▶ Set problem
Arrange the lines of all the records below as a numbered list, leaving out blank lines and the pictures.

★ ★ ★

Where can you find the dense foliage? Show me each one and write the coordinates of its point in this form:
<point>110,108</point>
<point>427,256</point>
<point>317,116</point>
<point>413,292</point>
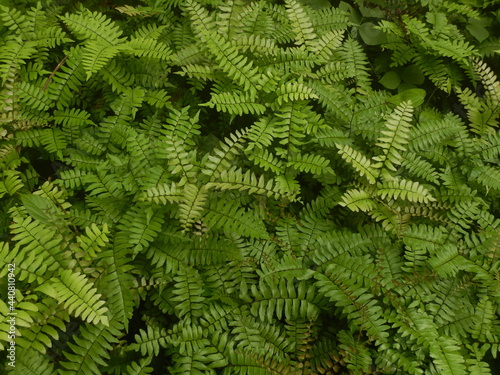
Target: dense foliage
<point>250,187</point>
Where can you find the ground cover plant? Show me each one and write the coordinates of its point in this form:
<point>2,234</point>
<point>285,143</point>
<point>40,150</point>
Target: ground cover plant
<point>250,187</point>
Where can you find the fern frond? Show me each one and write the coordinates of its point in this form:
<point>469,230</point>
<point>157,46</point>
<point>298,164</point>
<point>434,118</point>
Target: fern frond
<point>310,163</point>
<point>96,56</point>
<point>359,162</point>
<point>94,26</point>
<point>231,217</point>
<point>301,24</point>
<point>266,160</point>
<point>357,200</point>
<point>32,362</point>
<point>75,292</point>
<point>91,348</point>
<point>395,138</point>
<point>14,54</point>
<point>147,47</point>
<point>283,300</point>
<point>404,189</point>
<point>235,178</point>
<point>188,291</point>
<point>221,157</point>
<point>236,103</point>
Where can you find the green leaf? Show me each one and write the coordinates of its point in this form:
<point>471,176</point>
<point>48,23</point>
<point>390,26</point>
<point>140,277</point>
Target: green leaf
<point>390,80</point>
<point>372,35</point>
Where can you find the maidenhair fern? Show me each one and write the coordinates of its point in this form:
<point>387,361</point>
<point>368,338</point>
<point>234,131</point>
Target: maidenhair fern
<point>236,187</point>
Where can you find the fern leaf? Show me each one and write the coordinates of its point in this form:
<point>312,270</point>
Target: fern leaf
<point>301,24</point>
<point>310,163</point>
<point>357,200</point>
<point>404,189</point>
<point>14,52</point>
<point>234,178</point>
<point>94,26</point>
<point>283,300</point>
<point>359,162</point>
<point>396,137</point>
<point>236,103</point>
<point>447,357</point>
<point>265,160</point>
<point>75,292</point>
<point>96,56</point>
<point>188,292</point>
<point>193,202</point>
<point>91,348</point>
<point>147,47</point>
<point>149,342</point>
<point>234,219</point>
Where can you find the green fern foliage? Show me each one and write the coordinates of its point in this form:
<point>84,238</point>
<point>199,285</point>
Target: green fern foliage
<point>249,187</point>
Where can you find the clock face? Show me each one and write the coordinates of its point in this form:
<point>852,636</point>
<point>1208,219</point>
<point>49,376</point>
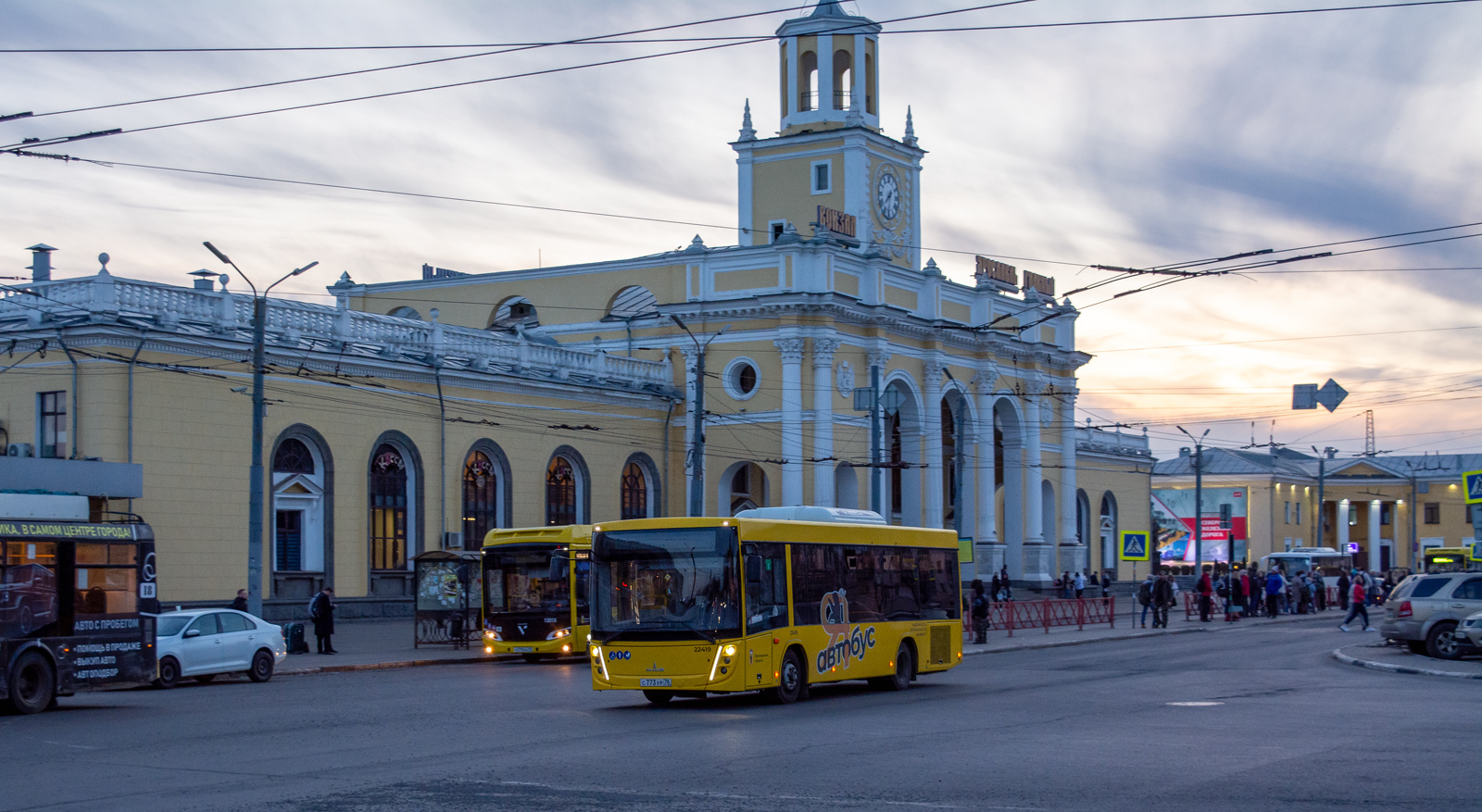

★ ★ ★

▶ The output
1. Where can you find the dense foliage? Show me each one and write the coordinates of its point in this form:
2. <point>110,108</point>
3. <point>427,256</point>
4. <point>317,116</point>
5. <point>413,292</point>
6. Target: dense foliage
7. <point>250,187</point>
8. Where can you find the ground cover plant? Show me each one and write the coordinates of its point in this form:
9. <point>2,234</point>
10. <point>285,143</point>
11. <point>40,150</point>
12. Target: ground cover plant
13. <point>250,187</point>
14. Where can you find the fern frond? Show me each one and write the coordinates of its point in this form:
15. <point>469,230</point>
16. <point>157,46</point>
17. <point>298,164</point>
18. <point>434,118</point>
19. Target: fern frond
20. <point>310,163</point>
21. <point>96,56</point>
22. <point>359,162</point>
23. <point>94,26</point>
24. <point>231,217</point>
25. <point>301,24</point>
26. <point>266,160</point>
27. <point>357,200</point>
28. <point>32,362</point>
29. <point>75,292</point>
30. <point>91,348</point>
31. <point>395,138</point>
32. <point>14,54</point>
33. <point>147,47</point>
34. <point>283,300</point>
35. <point>404,189</point>
36. <point>235,178</point>
37. <point>188,291</point>
38. <point>221,157</point>
39. <point>236,103</point>
40. Where can you find the green leaf? Show me each one and write the coordinates of its point in this form:
41. <point>471,176</point>
42. <point>48,23</point>
43. <point>390,26</point>
44. <point>140,277</point>
45. Target: green leaf
46. <point>390,80</point>
47. <point>372,35</point>
48. Where can you find the maidenhair fern? Show me each one and write the coordinates of its point in this form:
49. <point>387,361</point>
50. <point>368,338</point>
51. <point>234,131</point>
52. Target: maidenhair fern
53. <point>236,187</point>
54. Where can you find the fern leaf? Show me each one and write the coordinates of its point in this form:
55. <point>312,270</point>
56. Target: fern leaf
57. <point>301,24</point>
58. <point>310,163</point>
59. <point>357,200</point>
60. <point>404,189</point>
61. <point>14,52</point>
62. <point>234,178</point>
63. <point>94,26</point>
64. <point>283,300</point>
65. <point>359,162</point>
66. <point>396,137</point>
67. <point>236,103</point>
68. <point>447,357</point>
69. <point>265,160</point>
70. <point>75,292</point>
71. <point>96,56</point>
72. <point>188,292</point>
73. <point>193,202</point>
74. <point>91,348</point>
75. <point>147,47</point>
76. <point>149,342</point>
77. <point>234,219</point>
78. Where can you find the green fern foliage? Show me each one and write the coordinates of its point in this form:
79. <point>84,238</point>
80. <point>199,285</point>
81. Target: green fern foliage
82. <point>249,187</point>
83. Where can you find the clock face? Show me each one and write the coordinates of its point in this form:
84. <point>852,636</point>
85. <point>1208,219</point>
86. <point>49,376</point>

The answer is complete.